* Passage to read:
--------------------------------

# PokéSun - Pokémon Community Forum | Going on 8+ years!



## Zueq (Jan 19, 2012)

*PokéSun.com | The Newest Pokemon Forum!*



Experience the newest Pokemon forum on the internet, PokeSun.com! Our forum has just started this month, January 8th; and we are already doing great! We have a theme made by Ryan McGrane, of Audentio Design (which has been customized to fit our forum, and comes in a dark version of that theme if registered.) We have a PokeMart, which comes with a shop, lottery system, and bank. We also have an IRC Chatroom! Members can also request for graphics, roleplay, play forum games, discuss about Pokemon, and so much more!

What are you waiting for?!
Join Today!~ http://pokesun.com/

--
Feedback and comments would be appreciated. :)


----------



## alexguy100 (Jan 19, 2012)

*Re: PokéSun.com | The Newest Pokemon Forum!*

ok so its wrong to post one forum website on another i see thats youre only post so thats why you joined isnt it


----------



## Zueq (Jan 19, 2012)

*Re: PokéSun.com | The Newest Pokemon Forum!*

No. I just wanted feedback on my forum. Please don't judge a book on it's cover. I was going to stick around for a while, but I already get a rude comment on my first day.. :(


----------



## alexguy100 (Jan 19, 2012)

*Re: PokéSun.com | The Newest Pokemon Forum!*

oh sry i just think that its kinda conusing


----------



## Kyogre (Jan 19, 2012)

*Re: PokéSun.com | The Newest Pokemon Forum!*

@Alexguy Is there something wrong with someone trying to get some traffic through his/her website? This is the section for advertising is it not? What does it matter if Zueq has 2 posts or 1,000? Either way it's going to be posted. Try to be constructive like the guidelines state.

--------------------------------

* Raw data:

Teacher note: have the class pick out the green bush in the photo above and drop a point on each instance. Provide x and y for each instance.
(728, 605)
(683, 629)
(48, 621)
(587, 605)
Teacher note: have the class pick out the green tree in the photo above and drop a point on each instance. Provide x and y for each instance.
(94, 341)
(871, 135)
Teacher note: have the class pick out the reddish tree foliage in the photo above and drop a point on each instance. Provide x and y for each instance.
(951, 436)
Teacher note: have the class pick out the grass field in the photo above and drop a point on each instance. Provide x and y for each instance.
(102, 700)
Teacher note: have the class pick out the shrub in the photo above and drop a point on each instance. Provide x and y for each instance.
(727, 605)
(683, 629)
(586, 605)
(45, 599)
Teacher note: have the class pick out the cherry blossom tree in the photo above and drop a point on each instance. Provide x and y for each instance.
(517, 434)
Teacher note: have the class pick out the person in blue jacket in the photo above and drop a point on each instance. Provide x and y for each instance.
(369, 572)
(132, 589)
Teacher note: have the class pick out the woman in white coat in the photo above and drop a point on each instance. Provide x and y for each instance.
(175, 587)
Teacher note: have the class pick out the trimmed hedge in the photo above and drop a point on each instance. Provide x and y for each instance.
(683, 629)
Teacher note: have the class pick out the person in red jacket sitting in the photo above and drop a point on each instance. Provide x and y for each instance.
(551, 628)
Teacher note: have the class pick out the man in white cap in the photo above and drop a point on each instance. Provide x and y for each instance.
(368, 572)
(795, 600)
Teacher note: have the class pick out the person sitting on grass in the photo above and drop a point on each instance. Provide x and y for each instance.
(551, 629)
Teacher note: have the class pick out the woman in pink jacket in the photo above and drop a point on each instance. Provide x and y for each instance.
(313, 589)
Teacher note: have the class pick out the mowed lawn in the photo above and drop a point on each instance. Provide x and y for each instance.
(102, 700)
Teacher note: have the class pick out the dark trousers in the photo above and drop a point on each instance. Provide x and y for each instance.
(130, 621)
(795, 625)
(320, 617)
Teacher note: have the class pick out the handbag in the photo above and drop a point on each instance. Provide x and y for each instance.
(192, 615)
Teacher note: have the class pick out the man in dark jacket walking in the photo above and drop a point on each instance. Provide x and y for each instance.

--------------------------------

* Exercise goal: Write out, word for word, the part of the forum thread above starting with "oh sry i just" and going on through "the guidelines state.".

* Answer to the exercise:
oh sry i just think that its kinda conusing


----------



## Kyogre (Jan 19, 2012)

*Re: PokéSun.com | The Newest Pokemon Forum!*

@Alexguy Is there something wrong with someone trying to get some traffic through his/her website? This is the section for advertising is it not? What does it matter if Zueq has 2 posts or 1,000? Either way it's going to be posted. Try to be constructive like the guidelines state.